Rudy Tham, the head of #856, was a prize-fighter right out of “On the Waterfront.” Tham was indicted along with “Hickey” DeLorenzo, head of the New York’s Genovese Mafia Family and narrowly escaped an extortion conviction.
Tham then schemed with Jimmy Frantianno, confessed killer of 20 men, to set up a dental plan for Local #856 members, that kicked back money to Tham. Frantianno turned squealer and Tham was convicted of a felony. So Tham turned to Abe “Trigger” Chapman, a mob killer with “Murder Incorporated” who’d served a 30-year prison term, to corruptly influence a federal judge, in an effort to overturn Tham’s felony conviction. God knows what kind of unholy deal Tham had schemed up to man the secret Blue Shield warehouse.
While his conviction was on appeal, Tham also headed the Teamsters Joint Council, a powerful umbrella group that oversaw the activities of about 20 Teamster local unions representing around 100,000 workers in the Bay Area.
I went to the Joint Council’s office.
“I’d like to file charges against the members of Teamsters #856 working at the Blue Shield warehouse, for scabbing on a strike,” I said. The office fell silent. The staff workers said they’d put it on the Council's agenda.
The San Francisco Teamsters had their own code. A picket line meant don’t cross. The oldest San Francisco Teamsters had waged not one, but two bloody general strikes, in 1934 and 1946. Most had also hit the bricks during recent brutal strikes in the freight and grocery industries.
Tham hadn’t shown up for the Joint Council meeting. In his absence, the Joint Council voted support for the Blue Shield picket lines. Even the Mafia wasn’t allowed to cross a San Francisco picket line.
The next day, multitudes of burly sullen Teamsters stalked the sidewalk in front of the strikebreaking Blue Shield warehouse. A dozen Blue Shield strikers welcomed them. Satan himself couldn’t have gotten a truck through that picket line that day. That warehouse was on Rincon Hill in San Francisco. In the opening rounds of the General Strike of 1934, police had killed union workers on those very sidewalks.

(Collection entries)
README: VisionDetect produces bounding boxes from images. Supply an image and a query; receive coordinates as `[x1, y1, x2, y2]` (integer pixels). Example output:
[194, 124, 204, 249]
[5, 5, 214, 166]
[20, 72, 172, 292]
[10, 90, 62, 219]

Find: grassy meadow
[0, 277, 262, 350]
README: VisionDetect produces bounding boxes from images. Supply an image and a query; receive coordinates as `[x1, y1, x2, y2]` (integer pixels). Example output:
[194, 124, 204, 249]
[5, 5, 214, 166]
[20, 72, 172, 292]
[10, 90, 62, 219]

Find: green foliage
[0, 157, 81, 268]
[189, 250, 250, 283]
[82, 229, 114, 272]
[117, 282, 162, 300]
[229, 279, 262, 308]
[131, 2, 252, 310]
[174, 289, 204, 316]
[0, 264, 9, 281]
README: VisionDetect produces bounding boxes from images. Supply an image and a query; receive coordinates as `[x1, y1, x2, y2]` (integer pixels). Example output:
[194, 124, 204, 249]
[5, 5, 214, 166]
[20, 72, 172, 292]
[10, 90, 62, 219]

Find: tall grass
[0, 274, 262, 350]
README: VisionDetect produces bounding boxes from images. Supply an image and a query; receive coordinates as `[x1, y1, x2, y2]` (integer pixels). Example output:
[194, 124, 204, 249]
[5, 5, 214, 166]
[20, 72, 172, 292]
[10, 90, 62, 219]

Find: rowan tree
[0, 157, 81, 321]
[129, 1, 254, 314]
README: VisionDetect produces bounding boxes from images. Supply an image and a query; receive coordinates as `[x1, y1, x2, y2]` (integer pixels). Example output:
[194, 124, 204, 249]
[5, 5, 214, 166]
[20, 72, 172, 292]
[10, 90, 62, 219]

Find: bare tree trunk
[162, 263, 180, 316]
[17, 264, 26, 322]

*TASK REQUIREMENTS:*
1. Can you rewrite the paragraph of the Teamsters passage that begins "The San Francisco Teamsters had their own code" as a short bulleted list that keeps its main facts?
2. Which people does the Teamsters passage name?

*ANSWERS TO THE EXERCISE:*
1.
- San Francisco Teamsters had their own code: a picket line meant don't cross.
- The oldest of them had waged two bloody general strikes, in 1934 and 1946.
- Most had also gone on strike during recent brutal strikes in the freight and grocery industries.

2.
- Rudy Tham
- "Hickey" DeLorenzo
- Jimmy Frantianno
- Abe "Trigger" Chapman